→ 任务要求
引文认为我国粮食流通体制中行政化体制仍占主导。请根据引文对粮食管理体制的描述,说明这一判断的依据。

经过十几年的改革,我国粮食流通体制和政策运行演化至今,行政化体制仍占主导,市场机制的基础作用远未形成,还处于辅助、补充地位。其基本内容有:

1.粮食管理体制:实行中央统一管理、中央与地方分级负责的体制,地方上执行“省长负责制”。中央负责粮食总量平衡,实施对全国粮食市场和价格的宏观调控,并管好用好国家粮食储备。省级政府负责省内粮食供求平衡,包括稳定粮田面积,提高粮食产量,掌握必要的粮源,建立与完善地方粮食储备,管好用好粮食风险基金,组织省间余缺调剂,完成进出口计划,管好粮食市场。而所有这些制度安排,政府直接干预是共同特征,也是最强有力的第一决定因素。

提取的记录

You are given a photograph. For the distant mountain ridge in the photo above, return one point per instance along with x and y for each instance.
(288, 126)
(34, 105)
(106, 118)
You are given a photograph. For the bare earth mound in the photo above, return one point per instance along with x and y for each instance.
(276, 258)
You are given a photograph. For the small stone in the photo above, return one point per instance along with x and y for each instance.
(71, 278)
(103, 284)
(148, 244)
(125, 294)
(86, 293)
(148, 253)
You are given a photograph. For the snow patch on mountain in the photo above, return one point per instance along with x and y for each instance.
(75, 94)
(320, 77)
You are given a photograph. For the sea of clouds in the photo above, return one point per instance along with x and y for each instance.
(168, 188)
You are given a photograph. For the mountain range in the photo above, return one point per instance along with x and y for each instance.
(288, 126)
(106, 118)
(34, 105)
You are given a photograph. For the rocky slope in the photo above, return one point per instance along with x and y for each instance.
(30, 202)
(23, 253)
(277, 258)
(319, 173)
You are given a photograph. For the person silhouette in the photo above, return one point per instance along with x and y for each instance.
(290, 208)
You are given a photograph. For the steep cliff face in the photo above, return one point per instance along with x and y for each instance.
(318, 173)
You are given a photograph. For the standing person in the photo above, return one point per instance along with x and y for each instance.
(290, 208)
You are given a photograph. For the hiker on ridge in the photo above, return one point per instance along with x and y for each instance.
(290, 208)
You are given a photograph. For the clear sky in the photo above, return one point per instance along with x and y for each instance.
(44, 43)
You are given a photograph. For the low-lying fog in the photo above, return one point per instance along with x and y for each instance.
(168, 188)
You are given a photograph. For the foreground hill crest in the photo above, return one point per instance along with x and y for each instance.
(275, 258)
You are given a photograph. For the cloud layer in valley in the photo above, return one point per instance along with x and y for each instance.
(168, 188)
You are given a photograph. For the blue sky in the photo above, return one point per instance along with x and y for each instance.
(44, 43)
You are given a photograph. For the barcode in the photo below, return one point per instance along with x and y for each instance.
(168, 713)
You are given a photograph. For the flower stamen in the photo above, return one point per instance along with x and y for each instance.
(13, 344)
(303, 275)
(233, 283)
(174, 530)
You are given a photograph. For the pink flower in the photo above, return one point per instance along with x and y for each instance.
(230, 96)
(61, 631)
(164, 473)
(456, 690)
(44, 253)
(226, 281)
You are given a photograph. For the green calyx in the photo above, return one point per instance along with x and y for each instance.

→ 任务结果
粮食管理体制的各项制度安排都以政府直接干预为共同特征,而且政府直接干预是其中最强有力的第一决定因素。这些安排包括中央统一管理、中央与地方分级负责,以及地方上的“省长负责制”。与此相对,市场机制的基础作用远未形成,还处于辅助、补充地位。